Records from a point-labeling set

________________

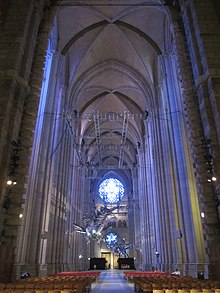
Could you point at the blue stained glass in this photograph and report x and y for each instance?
(111, 190)
(111, 238)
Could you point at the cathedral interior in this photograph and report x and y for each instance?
(109, 135)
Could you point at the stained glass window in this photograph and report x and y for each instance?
(111, 190)
(111, 239)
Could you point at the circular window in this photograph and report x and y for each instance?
(111, 190)
(111, 239)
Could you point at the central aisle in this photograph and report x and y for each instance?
(112, 281)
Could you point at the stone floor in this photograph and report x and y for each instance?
(112, 281)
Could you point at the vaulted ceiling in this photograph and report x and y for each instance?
(111, 51)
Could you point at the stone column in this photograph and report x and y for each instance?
(195, 134)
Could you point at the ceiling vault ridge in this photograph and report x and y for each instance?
(136, 51)
(111, 64)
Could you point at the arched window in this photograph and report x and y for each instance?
(111, 190)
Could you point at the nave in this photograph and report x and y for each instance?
(112, 281)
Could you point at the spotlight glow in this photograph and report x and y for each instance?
(9, 182)
(202, 215)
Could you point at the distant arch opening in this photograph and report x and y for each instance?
(111, 190)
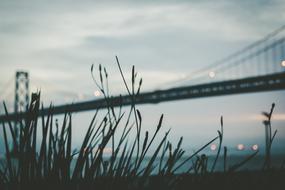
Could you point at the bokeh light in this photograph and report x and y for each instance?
(240, 147)
(212, 74)
(97, 93)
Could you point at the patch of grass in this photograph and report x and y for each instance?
(46, 158)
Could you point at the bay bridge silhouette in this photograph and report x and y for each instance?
(258, 67)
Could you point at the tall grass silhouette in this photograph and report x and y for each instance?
(46, 158)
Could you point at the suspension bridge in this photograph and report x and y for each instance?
(258, 67)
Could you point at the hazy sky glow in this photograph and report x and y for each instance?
(57, 41)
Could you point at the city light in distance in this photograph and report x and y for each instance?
(212, 74)
(254, 147)
(97, 93)
(240, 147)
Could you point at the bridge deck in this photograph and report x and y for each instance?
(246, 85)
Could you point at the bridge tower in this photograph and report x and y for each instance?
(21, 101)
(21, 91)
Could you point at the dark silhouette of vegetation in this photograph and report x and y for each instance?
(47, 160)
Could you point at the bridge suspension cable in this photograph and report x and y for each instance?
(270, 44)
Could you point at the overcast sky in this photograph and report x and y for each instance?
(56, 41)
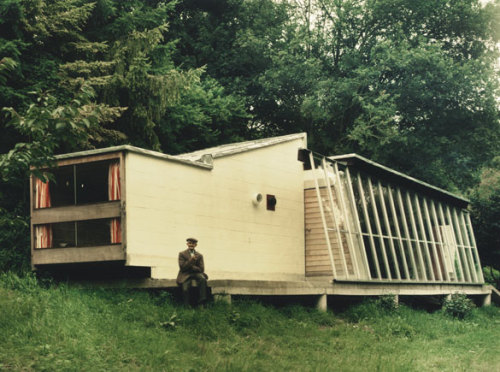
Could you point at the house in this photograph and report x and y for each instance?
(272, 218)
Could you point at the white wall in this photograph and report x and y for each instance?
(166, 202)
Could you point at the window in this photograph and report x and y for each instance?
(79, 184)
(88, 233)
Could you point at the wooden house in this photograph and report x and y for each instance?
(272, 218)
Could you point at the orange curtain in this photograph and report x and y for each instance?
(43, 233)
(42, 194)
(114, 193)
(43, 236)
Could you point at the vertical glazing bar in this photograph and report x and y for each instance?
(407, 233)
(328, 187)
(433, 240)
(424, 236)
(415, 234)
(398, 231)
(350, 242)
(388, 229)
(458, 268)
(74, 185)
(356, 220)
(444, 248)
(379, 229)
(468, 247)
(468, 265)
(320, 203)
(368, 226)
(474, 246)
(463, 265)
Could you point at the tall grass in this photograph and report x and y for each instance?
(49, 327)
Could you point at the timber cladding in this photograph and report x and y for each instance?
(317, 258)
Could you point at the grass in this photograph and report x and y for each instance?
(48, 327)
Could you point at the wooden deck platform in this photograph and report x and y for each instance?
(320, 288)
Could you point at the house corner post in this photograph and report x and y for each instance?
(222, 297)
(321, 303)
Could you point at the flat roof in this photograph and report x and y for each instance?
(137, 150)
(200, 158)
(239, 147)
(382, 171)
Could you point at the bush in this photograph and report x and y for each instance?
(492, 276)
(458, 306)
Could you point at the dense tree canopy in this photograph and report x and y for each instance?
(412, 84)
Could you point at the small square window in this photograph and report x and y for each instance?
(271, 202)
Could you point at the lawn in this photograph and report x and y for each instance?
(49, 327)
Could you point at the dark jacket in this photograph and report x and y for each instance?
(188, 266)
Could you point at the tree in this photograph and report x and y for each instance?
(486, 214)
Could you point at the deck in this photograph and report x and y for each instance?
(320, 289)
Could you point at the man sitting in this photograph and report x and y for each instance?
(192, 268)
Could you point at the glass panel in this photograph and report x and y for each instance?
(370, 258)
(94, 232)
(88, 233)
(63, 235)
(92, 182)
(62, 191)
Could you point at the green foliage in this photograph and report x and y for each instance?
(486, 214)
(372, 308)
(458, 306)
(492, 276)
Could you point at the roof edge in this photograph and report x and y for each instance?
(398, 174)
(239, 147)
(133, 149)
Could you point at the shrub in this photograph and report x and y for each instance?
(458, 306)
(491, 276)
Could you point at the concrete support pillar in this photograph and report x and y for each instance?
(222, 297)
(486, 300)
(396, 300)
(321, 303)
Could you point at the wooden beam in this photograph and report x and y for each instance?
(368, 226)
(468, 247)
(334, 218)
(474, 245)
(356, 219)
(388, 229)
(398, 231)
(415, 235)
(379, 229)
(76, 213)
(432, 238)
(407, 233)
(89, 159)
(458, 233)
(424, 236)
(350, 242)
(47, 256)
(318, 195)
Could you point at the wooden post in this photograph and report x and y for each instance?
(486, 300)
(222, 297)
(321, 303)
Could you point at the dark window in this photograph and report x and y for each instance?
(271, 202)
(63, 234)
(92, 182)
(93, 233)
(88, 233)
(62, 190)
(79, 184)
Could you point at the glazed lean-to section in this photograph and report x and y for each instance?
(373, 223)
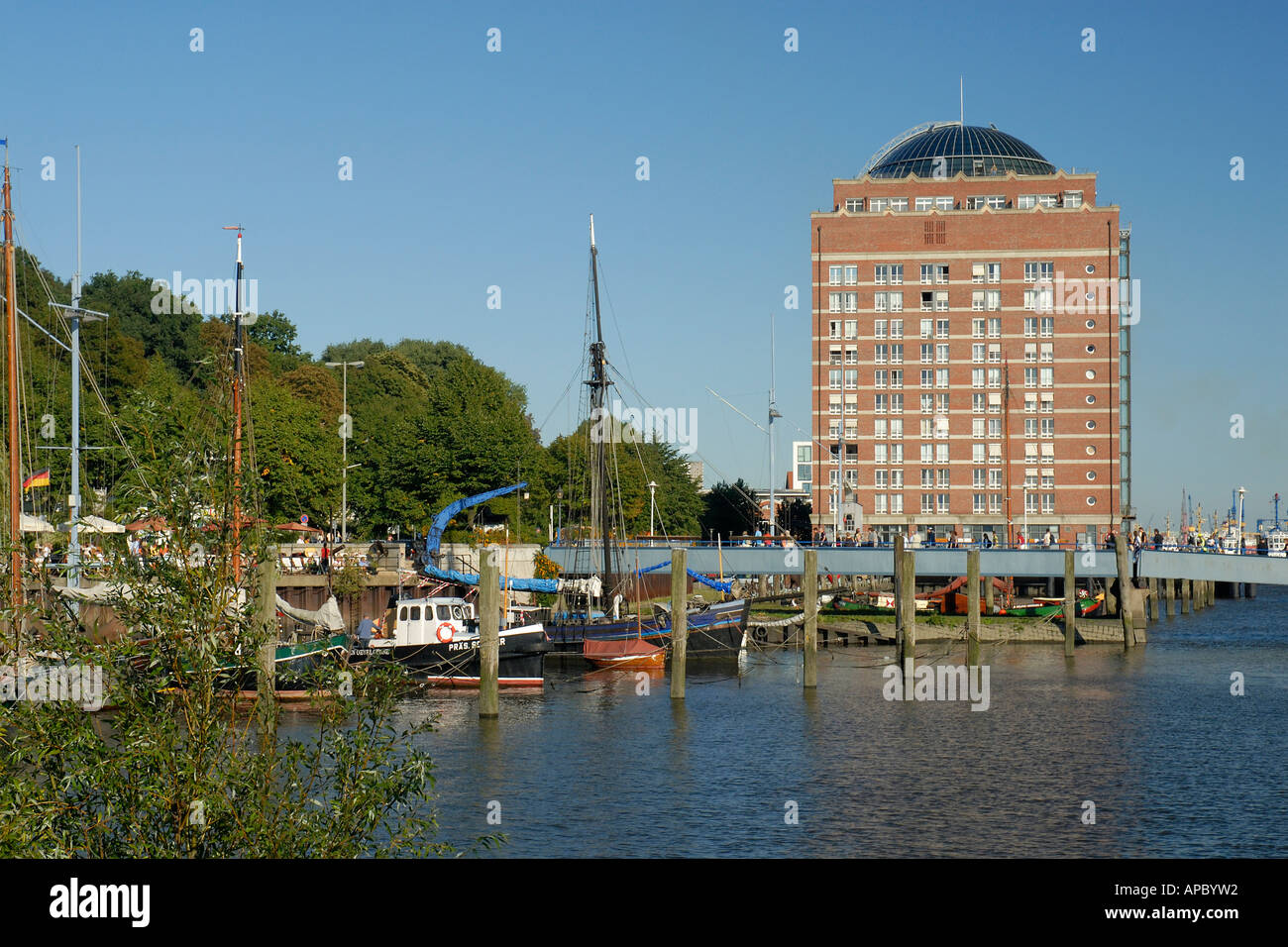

________________

## What to produce
Change every "photograph" in the data above to "image" and write all of the data out again with nothing else altered, leaving the pictures out.

## Finished answer
Could you point at the blue stained glass in this image and report x and y for each instance?
(111, 190)
(111, 238)
Could you point at the cathedral interior in this image and report x and y for each instance?
(109, 135)
Could you point at the stained glass window in this image and report x and y for each instance?
(111, 190)
(111, 239)
Could you point at the circular window in this image and report x and y for each instance?
(111, 190)
(111, 239)
Could you point at the central aisle in this image and report x and y for each instance?
(112, 281)
Could you point at the stone floor in this image and report x and y for each instance?
(112, 281)
Could you point at the vaulted ceiling in this image and report x and y for each instance?
(111, 51)
Could you point at the stone column in this image and report x and y for each instance?
(195, 134)
Could you point at the ceiling vault ridge in this image and report x and y for each instance?
(136, 51)
(111, 64)
Could you point at the arched window in this image and report x and y for each instance?
(111, 190)
Could you point at the nave in this image and report x and y for each instance?
(112, 281)
Could you point at the spotlight glow in this image and report x and y for each instance?
(9, 182)
(202, 215)
Could you point at the distant arch opening in this image and report x and y for each instance?
(111, 190)
Could you point at the bokeh light in this image and report x and y for each instance?
(240, 147)
(212, 74)
(97, 93)
Could you point at the patch of grass in this image and report x and y for each instance?
(46, 158)
Could you point at the bay bridge silhouette in this image and report x and y for each instance?
(258, 67)
Could you point at the tall grass silhouette in this image and report x and y for each instance?
(46, 158)
Could you point at the suspension bridge in this image and report x and y for each instance?
(258, 67)
Could you point at the hazy sky glow in this image and report x and y for each instance?
(57, 41)
Could you point at the city light in distance in this image and report x and y for each instance?
(212, 74)
(254, 147)
(97, 93)
(240, 147)
Could you point at the bridge deck in this image and report x and y for each instance?
(246, 85)
Could you point at the bridge tower in this image and report x and y for each instance?
(21, 101)
(21, 91)
Could you point at the dark silhouette of vegetation in this image and report x and y for each instance?
(47, 160)
Could you point at the bridge suspension cable in this image and report x and y for each instance?
(270, 44)
Could you point at the overcast sky in this image and report x and y for each instance?
(56, 41)
Could you point at the house in this image and report x and y for each instance?
(272, 218)
Could you point at the white wall in this image and report x and y for each instance?
(166, 202)
Could you point at the window in this image and report x and y for each instance?
(79, 184)
(88, 233)
Could you point at the wooden house in this image and report x and y for each instance?
(272, 218)
Could you point at the orange curtain in this image and report x and y for each instance?
(43, 233)
(42, 194)
(114, 193)
(43, 236)
Could you point at the vertical glazing bar in this image and report x and y for each instance?
(407, 233)
(328, 187)
(433, 240)
(424, 236)
(415, 234)
(398, 231)
(350, 242)
(388, 229)
(458, 268)
(74, 185)
(356, 220)
(444, 248)
(379, 229)
(468, 247)
(468, 265)
(320, 203)
(368, 226)
(474, 246)
(463, 265)
Could you point at the tall grass in this image and report x and y for each instance?
(49, 327)
Could you point at the timber cladding in this image and report x and y for each instance?
(317, 258)
Could you point at the grass in this image and report x and y for each instance?
(48, 327)
Could you point at the wooden deck platform in this image and report x and y for each instance?
(320, 288)
Could you point at the house corner post in this image and report x and y for each instance?
(222, 297)
(321, 303)
Could you point at the flat roof in this image and report x and y for each instance?
(137, 150)
(200, 158)
(239, 147)
(382, 171)
Could you point at the bush in this image and report x and y for each instance?
(492, 276)
(458, 306)
Could you point at the dense tree canopy in this image and report x and y for each instance?
(412, 84)
Could you point at the small square window in this image and report x and y for each instance?
(271, 202)
Could you point at the lawn in this image and report x and y for each instance?
(49, 327)
Could you point at the dark jacket in this image and report x and y for each instance?
(188, 266)
Could you point at the tree in this image and report x and y for each instance?
(486, 214)
Could you point at the deck in this image and report x and y for each instance?
(320, 289)
Could you point at the man sitting in this image and report x and y for each instance?
(192, 268)
Could you point at the glass panel in this image and report x and y for each instance?
(370, 258)
(94, 232)
(88, 233)
(63, 235)
(92, 182)
(62, 191)
Could you point at the green foliage in this image and report x and y for each instance?
(486, 214)
(372, 308)
(458, 306)
(492, 276)
Could you point at the roof edge in this image and report x and y for each instance?
(398, 174)
(239, 147)
(133, 149)
Could you point at the shrub in this image and report x and y for each instance?
(458, 306)
(491, 276)
Could you point at the concrete support pillar in this image and report x and y for each instance?
(222, 297)
(486, 300)
(396, 300)
(321, 303)
Could you point at the wooden beam in this image and report x and y for each instance?
(368, 226)
(468, 247)
(334, 218)
(474, 245)
(356, 219)
(388, 229)
(398, 231)
(415, 235)
(379, 229)
(76, 213)
(432, 238)
(407, 233)
(89, 159)
(458, 233)
(424, 236)
(350, 242)
(47, 256)
(318, 195)
Could you point at the wooden post in this image and report x and y for each instance?
(486, 300)
(222, 297)
(321, 303)
Could you point at the dark window in this image and report x and y for each instance?
(271, 202)
(63, 234)
(92, 182)
(93, 233)
(88, 233)
(62, 190)
(79, 184)
Could you point at the glazed lean-to section in this image and report x and y for each instance?
(373, 223)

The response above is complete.